Dataset records
=-=-=-=-=

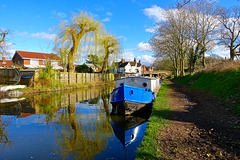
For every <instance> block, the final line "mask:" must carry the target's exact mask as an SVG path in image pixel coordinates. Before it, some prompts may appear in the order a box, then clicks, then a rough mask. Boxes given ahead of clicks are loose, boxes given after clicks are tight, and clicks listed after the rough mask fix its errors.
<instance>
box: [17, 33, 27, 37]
mask: <svg viewBox="0 0 240 160" xmlns="http://www.w3.org/2000/svg"><path fill="white" fill-rule="evenodd" d="M17 35H18V36H20V37H24V36H27V35H28V32H19V33H18V32H17Z"/></svg>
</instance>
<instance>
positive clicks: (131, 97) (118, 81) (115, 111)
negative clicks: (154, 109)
mask: <svg viewBox="0 0 240 160" xmlns="http://www.w3.org/2000/svg"><path fill="white" fill-rule="evenodd" d="M116 86H117V87H116V88H115V89H114V90H113V91H112V93H111V104H112V114H122V115H129V114H133V113H135V112H139V111H141V110H145V109H146V108H149V109H150V108H151V107H152V102H153V101H154V100H155V98H156V95H155V92H153V90H158V89H159V87H160V83H159V79H153V78H144V77H127V78H123V79H119V80H116Z"/></svg>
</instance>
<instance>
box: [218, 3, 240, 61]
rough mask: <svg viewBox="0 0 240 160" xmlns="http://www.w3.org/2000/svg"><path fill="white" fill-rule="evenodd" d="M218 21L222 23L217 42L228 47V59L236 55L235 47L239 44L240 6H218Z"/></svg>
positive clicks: (235, 50) (235, 55) (238, 45)
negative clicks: (227, 8)
mask: <svg viewBox="0 0 240 160" xmlns="http://www.w3.org/2000/svg"><path fill="white" fill-rule="evenodd" d="M218 11H219V22H220V23H221V24H222V26H221V31H220V38H219V44H221V45H224V46H226V47H228V48H229V49H230V59H231V60H233V59H234V57H235V56H236V49H237V48H238V47H239V46H240V37H239V35H240V8H239V6H235V7H231V8H228V9H227V8H224V7H219V9H218Z"/></svg>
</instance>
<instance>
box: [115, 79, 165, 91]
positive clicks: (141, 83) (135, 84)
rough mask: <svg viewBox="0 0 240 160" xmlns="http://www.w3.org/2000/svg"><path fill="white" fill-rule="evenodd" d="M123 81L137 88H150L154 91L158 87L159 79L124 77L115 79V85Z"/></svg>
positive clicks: (159, 86)
mask: <svg viewBox="0 0 240 160" xmlns="http://www.w3.org/2000/svg"><path fill="white" fill-rule="evenodd" d="M123 82H125V84H126V85H128V86H134V87H138V88H144V89H146V88H147V89H151V90H152V91H155V90H156V89H158V88H159V87H160V84H161V83H160V79H159V78H154V77H148V78H146V77H126V78H121V79H117V80H116V87H119V86H121V85H123Z"/></svg>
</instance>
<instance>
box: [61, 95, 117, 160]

=-=-=-=-=

To do |
Set down every entry above again exactly, dropping each picture.

Solution to the problem |
For every <instance> block, the final line "mask:" must carry the target's exact mask as an SVG path in image pixel coordinates. Before it, some prompts may appear in the order a box, then clicks, then a rough mask. Boxes given ahead of clicks are loose, boxes given after clicks are tight, and clicks listed after the rough mask fix its errors.
<instance>
box: [17, 33, 27, 37]
mask: <svg viewBox="0 0 240 160" xmlns="http://www.w3.org/2000/svg"><path fill="white" fill-rule="evenodd" d="M17 35H18V36H20V37H24V36H27V35H28V32H19V33H18V32H17Z"/></svg>
</instance>
<instance>
positive clicks: (131, 97) (118, 81) (115, 111)
negative clicks: (154, 109)
mask: <svg viewBox="0 0 240 160" xmlns="http://www.w3.org/2000/svg"><path fill="white" fill-rule="evenodd" d="M116 86H117V87H116V88H115V89H114V90H113V91H112V93H111V104H112V114H122V115H129V114H133V113H135V112H139V111H141V110H145V109H146V108H149V109H150V108H151V107H152V102H153V101H154V100H155V98H156V95H155V92H153V90H158V89H159V87H160V83H159V79H153V78H144V77H127V78H123V79H119V80H116Z"/></svg>
</instance>
<instance>
box: [218, 3, 240, 61]
rough mask: <svg viewBox="0 0 240 160" xmlns="http://www.w3.org/2000/svg"><path fill="white" fill-rule="evenodd" d="M218 21L222 23L217 42L228 47V59L236 55L235 47L239 44L240 6H218Z"/></svg>
positive clicks: (235, 50) (235, 55) (238, 45)
negative clicks: (227, 8)
mask: <svg viewBox="0 0 240 160" xmlns="http://www.w3.org/2000/svg"><path fill="white" fill-rule="evenodd" d="M218 11H219V22H220V23H221V24H222V26H221V31H220V38H219V44H221V45H224V46H226V47H228V48H229V49H230V59H231V60H233V59H234V57H235V56H236V49H237V48H238V47H239V46H240V37H239V35H240V8H239V6H235V7H231V8H228V9H227V8H224V7H219V9H218Z"/></svg>
</instance>
<instance>
box: [115, 79, 165, 91]
positive clicks: (141, 83) (135, 84)
rough mask: <svg viewBox="0 0 240 160" xmlns="http://www.w3.org/2000/svg"><path fill="white" fill-rule="evenodd" d="M123 81L137 88H150L154 91L158 87L159 79L124 77L115 79V85Z"/></svg>
positive clicks: (159, 86)
mask: <svg viewBox="0 0 240 160" xmlns="http://www.w3.org/2000/svg"><path fill="white" fill-rule="evenodd" d="M123 82H125V84H126V85H128V86H134V87H138V88H144V89H146V88H147V89H151V90H152V91H155V90H156V89H158V88H159V87H160V84H161V83H160V79H159V78H154V77H148V78H146V77H126V78H121V79H117V80H116V87H119V86H121V85H123Z"/></svg>
</instance>
<instance>
box: [61, 95, 117, 160]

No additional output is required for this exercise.